--- Exercise description ---
Return every entry below verbatim, keeping each line unchanged.

___ Source records

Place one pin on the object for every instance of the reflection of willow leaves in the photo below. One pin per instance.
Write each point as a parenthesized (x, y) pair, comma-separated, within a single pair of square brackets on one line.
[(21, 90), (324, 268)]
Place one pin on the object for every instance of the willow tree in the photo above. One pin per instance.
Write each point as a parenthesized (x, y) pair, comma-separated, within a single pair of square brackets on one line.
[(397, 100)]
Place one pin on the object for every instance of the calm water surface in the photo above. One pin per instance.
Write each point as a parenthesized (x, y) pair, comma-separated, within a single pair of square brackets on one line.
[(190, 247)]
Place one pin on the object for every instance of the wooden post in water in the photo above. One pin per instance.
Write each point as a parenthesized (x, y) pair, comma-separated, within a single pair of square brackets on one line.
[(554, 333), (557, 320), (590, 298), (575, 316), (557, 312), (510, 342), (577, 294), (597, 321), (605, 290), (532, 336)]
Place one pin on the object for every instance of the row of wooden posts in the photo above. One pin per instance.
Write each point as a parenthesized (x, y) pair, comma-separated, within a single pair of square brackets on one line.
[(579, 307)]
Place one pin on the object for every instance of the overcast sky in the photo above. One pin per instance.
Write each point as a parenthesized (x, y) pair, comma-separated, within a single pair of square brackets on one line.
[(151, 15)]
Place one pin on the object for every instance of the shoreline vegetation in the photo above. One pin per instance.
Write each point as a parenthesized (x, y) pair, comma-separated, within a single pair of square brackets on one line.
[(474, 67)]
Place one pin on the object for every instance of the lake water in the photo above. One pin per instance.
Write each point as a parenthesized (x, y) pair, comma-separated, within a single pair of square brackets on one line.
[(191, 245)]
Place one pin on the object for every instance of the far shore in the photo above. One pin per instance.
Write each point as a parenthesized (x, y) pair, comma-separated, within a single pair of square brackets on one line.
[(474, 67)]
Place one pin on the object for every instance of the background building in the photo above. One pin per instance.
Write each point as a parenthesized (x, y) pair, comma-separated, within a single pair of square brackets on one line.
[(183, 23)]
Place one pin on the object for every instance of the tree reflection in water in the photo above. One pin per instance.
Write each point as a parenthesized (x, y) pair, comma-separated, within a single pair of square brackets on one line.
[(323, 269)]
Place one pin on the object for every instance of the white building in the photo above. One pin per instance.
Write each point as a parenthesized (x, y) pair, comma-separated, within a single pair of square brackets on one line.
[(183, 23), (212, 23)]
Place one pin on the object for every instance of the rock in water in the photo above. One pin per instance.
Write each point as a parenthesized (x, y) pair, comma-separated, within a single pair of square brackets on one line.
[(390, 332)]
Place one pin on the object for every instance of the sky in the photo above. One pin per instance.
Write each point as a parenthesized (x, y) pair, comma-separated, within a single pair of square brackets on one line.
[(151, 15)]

______

--- Exercise output ---
Place one pin on the object for every instance of the reflection of willow leaves in the photo below. One pin per instance.
Write each point as a parenthesized (x, y) pair, comma-separated, within a single pair of square brackets on one line.
[(21, 90), (324, 268)]
Place one pin on the object for every instance of the willow tree in the photo above. One pin per instance.
Write each point as a parenthesized (x, y) pair, comma-separated, within a single pair of square brackets on one line.
[(397, 100)]
Place one pin on the object for every instance of the calm water surface in the photo above. One pin per instance.
Write each point as a parenthesized (x, y) pair, comma-separated, within a single pair of square brackets on one line.
[(190, 247)]
Place one pin on the object for every instance of the wooden post in water in the photo above. One pin per instance.
Write each point as a parenthesized (x, y) pair, comma-separated, within a single pair of square brackets on one line.
[(554, 333), (557, 320), (590, 298), (575, 316), (557, 312), (510, 342), (577, 294), (597, 321), (605, 290), (532, 336)]
Place one pin on the object for every instance of the row of wooden posts in the photo above. One pin per instance.
Write each point as a parenthesized (x, y) pair, comma-separated, within a single pair of square brackets on one line.
[(579, 307)]
Place one pin on the object for every instance of the overcast sky in the photo above. One pin per instance.
Write each point as a parenthesized (x, y) pair, comma-separated, within a single pair of square brackets on one line.
[(151, 15)]
Place one pin on the object for every instance of the shoreline vegetation in the photo above. One pin per instance.
Write each point as a parenthesized (x, y) pair, comma-separated, within a single pair of square brackets on one line.
[(474, 67)]
Place one pin on the object for every instance of the lake water in the photo above. One pin per instance.
Write each point as a parenthesized (x, y) pair, comma-separated, within a single pair of square brackets on one line.
[(191, 245)]
Place one pin on the object for every instance of the far shore in the photo above. One pin per instance.
Write each point as a parenthesized (x, y) pair, comma-separated, within a single pair of square brackets on one line.
[(474, 67)]
Place one pin on the object for every instance of the background building in the photo above. One pin per instance.
Write each point as a parenthesized (x, y) pair, comma-separated, within a single pair of square brackets on one line.
[(183, 23)]
Place one pin on the object for every instance of the tree reflection in water in the photo above. One pin per instance.
Write each point as a parenthesized (x, y) pair, comma-separated, within a single pair of square brackets on one line.
[(323, 269)]
Place one pin on the object for every instance of the white building in the photo above. One pin per instance.
Write each point as a parenthesized (x, y) pair, comma-separated, within a single pair of square brackets on one line.
[(183, 23), (212, 23)]
Place one pin on the object for every instance of the rock in water in the photo above. One pin per instance.
Write each point as a parenthesized (x, y) pair, comma-separated, within a single pair of square brackets on one line.
[(390, 332)]
Place one pin on the object for every instance of the sky in the photo above. One pin per instance.
Write each point as a parenthesized (x, y) pair, comma-separated, within a single pair of square brackets on one line.
[(151, 15)]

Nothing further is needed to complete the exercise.